▶ What is expected: From the forum thread below on the roots of a quadratic equation, reproduce the wording between "A quadratic equation" and "sums?Or hints atleast..", inclusive.

Nature of roots of $x^2+2(a-1)x+(a-5)=0$

Question

A quadratic equation is given as $x^2+2(a-1)x+(a-5)=0$ then what could be the possible value of a if:

a) The equation has positive roots

b) The equation has roots of opposite sign

c) The equation has negative roots

I tried to check the nature of discriminant but it takes me nowhere.Can someone tell me the best procedure to deal with such sums?Or hints atleast..

Answer 1

The equation $f(x)=0$ with $f(x)=x^2+2(a-1)x+(a-5)$ has

1. (a) two positive roots, iff $f(0)>0$ and $f'(0)<0$
2. (b) roots of opposite sign, iff $f(0)<0$
3. (c) two negative roots, iff $f(0)>0$ and $f'(0)>0$

This can be seen graphically, since $f$ is a quadratic polynomial with positive sign for $x^2$

Answer 2

Hint:

Use the fact that, if $x_1$ and $x_2$ are the solutions than $$ x_1+x_2=-2(a-1) \quad \land \quad x_1x_2=a-5 $$ so:

$x_1=-x_2 \Rightarrow a-1=0$

$x_1>0$ and $x_2>0$ $\Rightarrow x_1x_2>0$ and $x_1+x_2>0$

and... can you do from this?

▶ Dataset:
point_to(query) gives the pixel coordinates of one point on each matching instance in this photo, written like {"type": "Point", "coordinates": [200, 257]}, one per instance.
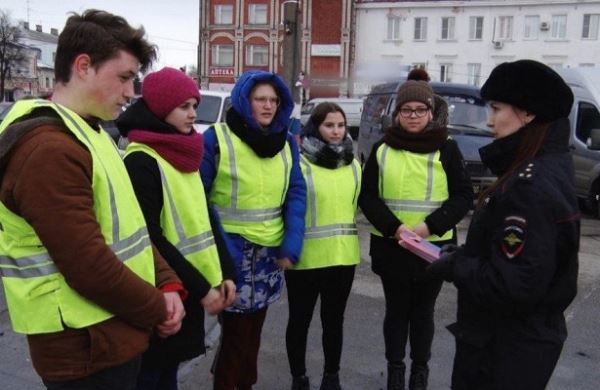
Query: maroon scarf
{"type": "Point", "coordinates": [183, 151]}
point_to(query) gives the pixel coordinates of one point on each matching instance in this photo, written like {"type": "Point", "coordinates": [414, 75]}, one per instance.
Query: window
{"type": "Point", "coordinates": [420, 29]}
{"type": "Point", "coordinates": [223, 14]}
{"type": "Point", "coordinates": [222, 55]}
{"type": "Point", "coordinates": [473, 74]}
{"type": "Point", "coordinates": [476, 27]}
{"type": "Point", "coordinates": [448, 28]}
{"type": "Point", "coordinates": [505, 27]}
{"type": "Point", "coordinates": [559, 27]}
{"type": "Point", "coordinates": [590, 26]}
{"type": "Point", "coordinates": [257, 55]}
{"type": "Point", "coordinates": [393, 28]}
{"type": "Point", "coordinates": [588, 118]}
{"type": "Point", "coordinates": [257, 13]}
{"type": "Point", "coordinates": [446, 73]}
{"type": "Point", "coordinates": [531, 26]}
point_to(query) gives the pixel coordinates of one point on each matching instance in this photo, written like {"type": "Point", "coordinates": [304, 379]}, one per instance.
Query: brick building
{"type": "Point", "coordinates": [237, 35]}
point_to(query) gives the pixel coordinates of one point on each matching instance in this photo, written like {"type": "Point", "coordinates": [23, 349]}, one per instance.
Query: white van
{"type": "Point", "coordinates": [584, 141]}
{"type": "Point", "coordinates": [352, 108]}
{"type": "Point", "coordinates": [212, 108]}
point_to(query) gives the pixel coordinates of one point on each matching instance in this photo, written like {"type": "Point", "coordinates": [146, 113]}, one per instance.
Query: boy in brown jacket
{"type": "Point", "coordinates": [50, 176]}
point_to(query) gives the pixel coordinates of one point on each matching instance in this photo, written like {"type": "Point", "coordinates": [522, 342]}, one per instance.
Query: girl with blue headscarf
{"type": "Point", "coordinates": [252, 176]}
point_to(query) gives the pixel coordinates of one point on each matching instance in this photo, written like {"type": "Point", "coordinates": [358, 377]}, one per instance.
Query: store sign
{"type": "Point", "coordinates": [221, 71]}
{"type": "Point", "coordinates": [326, 50]}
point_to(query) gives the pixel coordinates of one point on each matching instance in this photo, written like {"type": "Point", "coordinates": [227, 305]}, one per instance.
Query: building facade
{"type": "Point", "coordinates": [35, 75]}
{"type": "Point", "coordinates": [462, 41]}
{"type": "Point", "coordinates": [238, 35]}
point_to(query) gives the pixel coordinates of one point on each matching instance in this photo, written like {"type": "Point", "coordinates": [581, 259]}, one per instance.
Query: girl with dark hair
{"type": "Point", "coordinates": [517, 272]}
{"type": "Point", "coordinates": [331, 246]}
{"type": "Point", "coordinates": [415, 180]}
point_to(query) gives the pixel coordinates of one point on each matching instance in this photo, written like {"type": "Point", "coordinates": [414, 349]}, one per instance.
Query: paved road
{"type": "Point", "coordinates": [363, 362]}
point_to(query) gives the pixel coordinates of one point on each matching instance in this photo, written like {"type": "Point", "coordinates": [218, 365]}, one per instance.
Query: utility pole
{"type": "Point", "coordinates": [291, 31]}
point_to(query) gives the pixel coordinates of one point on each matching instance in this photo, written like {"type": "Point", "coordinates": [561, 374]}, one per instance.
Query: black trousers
{"type": "Point", "coordinates": [515, 363]}
{"type": "Point", "coordinates": [333, 285]}
{"type": "Point", "coordinates": [409, 306]}
{"type": "Point", "coordinates": [122, 377]}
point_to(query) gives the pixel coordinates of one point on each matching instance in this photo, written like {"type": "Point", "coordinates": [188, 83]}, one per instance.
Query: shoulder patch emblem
{"type": "Point", "coordinates": [513, 236]}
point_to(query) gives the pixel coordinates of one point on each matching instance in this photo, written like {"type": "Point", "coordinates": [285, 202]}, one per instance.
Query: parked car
{"type": "Point", "coordinates": [352, 108]}
{"type": "Point", "coordinates": [467, 124]}
{"type": "Point", "coordinates": [584, 140]}
{"type": "Point", "coordinates": [4, 109]}
{"type": "Point", "coordinates": [212, 108]}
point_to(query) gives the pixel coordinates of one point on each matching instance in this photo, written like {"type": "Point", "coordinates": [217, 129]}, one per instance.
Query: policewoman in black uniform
{"type": "Point", "coordinates": [517, 272]}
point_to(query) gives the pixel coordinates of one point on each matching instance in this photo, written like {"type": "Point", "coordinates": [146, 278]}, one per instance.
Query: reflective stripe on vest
{"type": "Point", "coordinates": [38, 297]}
{"type": "Point", "coordinates": [184, 217]}
{"type": "Point", "coordinates": [331, 235]}
{"type": "Point", "coordinates": [248, 191]}
{"type": "Point", "coordinates": [412, 185]}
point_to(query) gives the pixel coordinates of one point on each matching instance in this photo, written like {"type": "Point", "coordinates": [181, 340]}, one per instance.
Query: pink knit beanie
{"type": "Point", "coordinates": [166, 89]}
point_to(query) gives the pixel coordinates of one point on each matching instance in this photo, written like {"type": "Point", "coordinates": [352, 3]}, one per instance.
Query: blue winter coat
{"type": "Point", "coordinates": [259, 279]}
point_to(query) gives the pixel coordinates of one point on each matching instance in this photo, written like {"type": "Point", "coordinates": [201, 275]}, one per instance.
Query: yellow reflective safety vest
{"type": "Point", "coordinates": [331, 235]}
{"type": "Point", "coordinates": [248, 191]}
{"type": "Point", "coordinates": [184, 216]}
{"type": "Point", "coordinates": [412, 185]}
{"type": "Point", "coordinates": [38, 297]}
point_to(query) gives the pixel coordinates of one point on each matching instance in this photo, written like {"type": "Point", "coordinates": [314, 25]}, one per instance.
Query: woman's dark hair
{"type": "Point", "coordinates": [320, 113]}
{"type": "Point", "coordinates": [101, 35]}
{"type": "Point", "coordinates": [533, 138]}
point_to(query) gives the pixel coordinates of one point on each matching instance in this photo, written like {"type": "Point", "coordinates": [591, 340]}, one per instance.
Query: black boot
{"type": "Point", "coordinates": [330, 382]}
{"type": "Point", "coordinates": [396, 376]}
{"type": "Point", "coordinates": [300, 383]}
{"type": "Point", "coordinates": [418, 377]}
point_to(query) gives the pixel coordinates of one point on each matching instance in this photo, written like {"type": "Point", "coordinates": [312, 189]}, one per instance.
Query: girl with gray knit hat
{"type": "Point", "coordinates": [414, 181]}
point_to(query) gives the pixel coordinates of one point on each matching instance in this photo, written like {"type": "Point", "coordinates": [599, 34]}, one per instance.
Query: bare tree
{"type": "Point", "coordinates": [11, 51]}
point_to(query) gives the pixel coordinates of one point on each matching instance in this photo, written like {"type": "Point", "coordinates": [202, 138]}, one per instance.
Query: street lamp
{"type": "Point", "coordinates": [289, 22]}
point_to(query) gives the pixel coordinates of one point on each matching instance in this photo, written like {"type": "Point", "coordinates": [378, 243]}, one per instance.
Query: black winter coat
{"type": "Point", "coordinates": [189, 341]}
{"type": "Point", "coordinates": [388, 257]}
{"type": "Point", "coordinates": [517, 272]}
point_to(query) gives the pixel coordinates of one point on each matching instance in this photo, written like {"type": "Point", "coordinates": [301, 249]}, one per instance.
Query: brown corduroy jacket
{"type": "Point", "coordinates": [46, 178]}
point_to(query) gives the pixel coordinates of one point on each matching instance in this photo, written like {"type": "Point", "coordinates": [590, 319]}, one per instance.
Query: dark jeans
{"type": "Point", "coordinates": [333, 285]}
{"type": "Point", "coordinates": [409, 306]}
{"type": "Point", "coordinates": [122, 377]}
{"type": "Point", "coordinates": [158, 378]}
{"type": "Point", "coordinates": [235, 361]}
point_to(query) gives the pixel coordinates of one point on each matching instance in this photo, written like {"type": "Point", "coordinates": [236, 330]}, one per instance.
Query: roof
{"type": "Point", "coordinates": [39, 36]}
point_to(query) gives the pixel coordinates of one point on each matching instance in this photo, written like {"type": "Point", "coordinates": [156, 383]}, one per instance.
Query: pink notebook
{"type": "Point", "coordinates": [419, 246]}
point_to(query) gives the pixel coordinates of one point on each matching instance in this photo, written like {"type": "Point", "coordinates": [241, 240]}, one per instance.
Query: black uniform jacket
{"type": "Point", "coordinates": [388, 257]}
{"type": "Point", "coordinates": [518, 270]}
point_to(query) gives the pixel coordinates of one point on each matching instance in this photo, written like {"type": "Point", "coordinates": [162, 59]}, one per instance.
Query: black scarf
{"type": "Point", "coordinates": [426, 141]}
{"type": "Point", "coordinates": [263, 144]}
{"type": "Point", "coordinates": [328, 155]}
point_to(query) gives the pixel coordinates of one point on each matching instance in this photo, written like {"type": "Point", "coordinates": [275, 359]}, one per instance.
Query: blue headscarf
{"type": "Point", "coordinates": [240, 99]}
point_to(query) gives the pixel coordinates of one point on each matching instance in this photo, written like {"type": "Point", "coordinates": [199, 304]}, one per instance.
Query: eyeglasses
{"type": "Point", "coordinates": [419, 112]}
{"type": "Point", "coordinates": [263, 100]}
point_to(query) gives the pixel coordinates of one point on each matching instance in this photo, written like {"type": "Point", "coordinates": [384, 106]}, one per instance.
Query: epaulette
{"type": "Point", "coordinates": [527, 173]}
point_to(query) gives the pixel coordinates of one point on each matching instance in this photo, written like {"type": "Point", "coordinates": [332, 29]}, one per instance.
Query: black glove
{"type": "Point", "coordinates": [442, 268]}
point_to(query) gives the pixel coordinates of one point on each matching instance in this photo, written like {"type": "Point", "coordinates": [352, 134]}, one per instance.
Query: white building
{"type": "Point", "coordinates": [462, 41]}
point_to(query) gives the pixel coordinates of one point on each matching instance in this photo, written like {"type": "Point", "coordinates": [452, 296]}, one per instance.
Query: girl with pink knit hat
{"type": "Point", "coordinates": [162, 159]}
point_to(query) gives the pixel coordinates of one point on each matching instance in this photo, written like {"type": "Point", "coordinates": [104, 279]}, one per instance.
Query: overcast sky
{"type": "Point", "coordinates": [170, 24]}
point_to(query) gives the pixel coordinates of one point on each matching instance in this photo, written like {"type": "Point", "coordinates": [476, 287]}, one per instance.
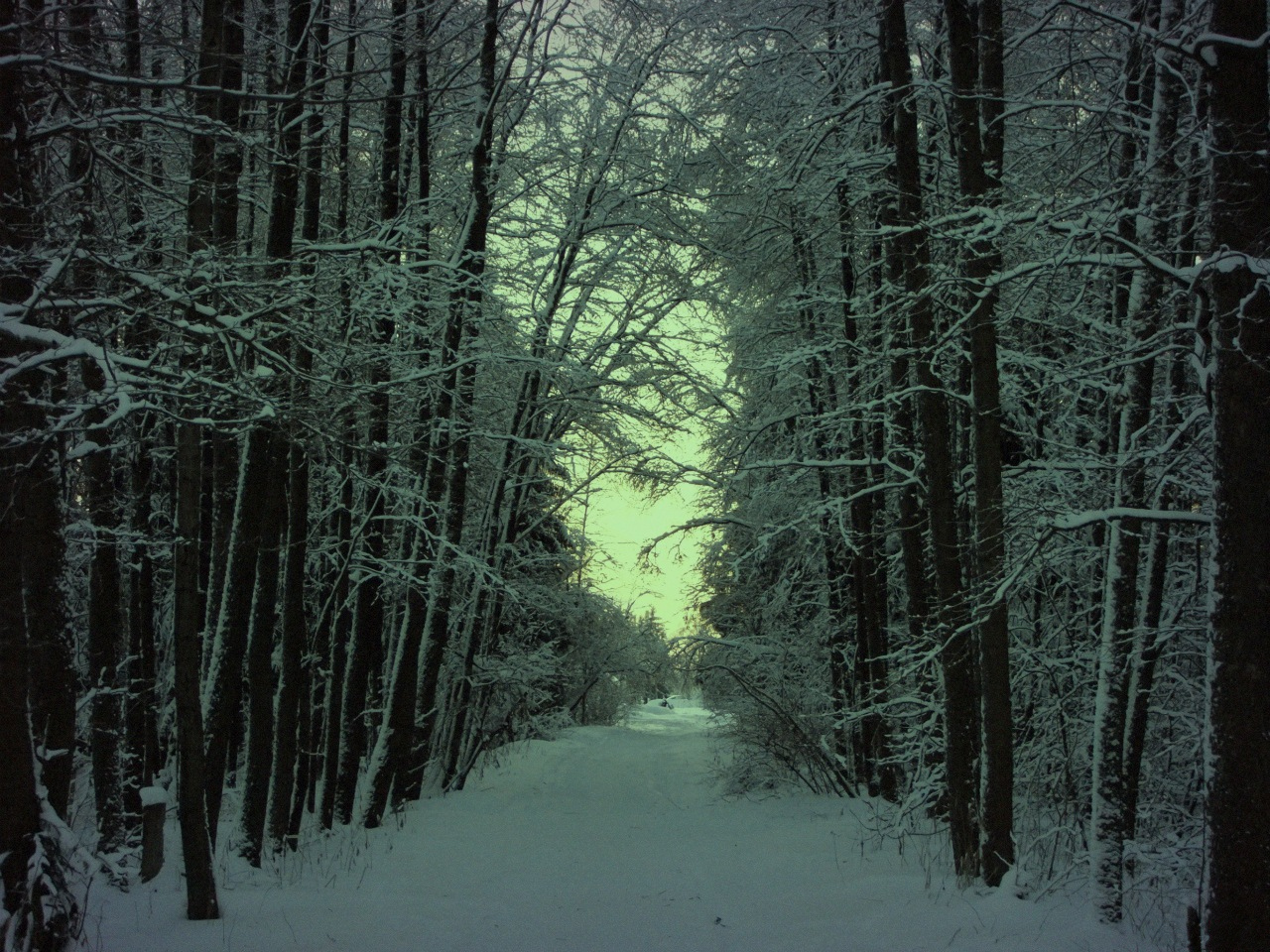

▶ Final result:
A quadratic equation is given as $x^2+2(a-1)x+(a-5)=0$ then what could be the possible value of a if:

a) The equation has positive roots

b) The equation has roots of opposite sign

c) The equation has negative roots

I tried to check the nature of discriminant but it takes me nowhere.Can someone tell me the best procedure to deal with such sums?Or hints atleast..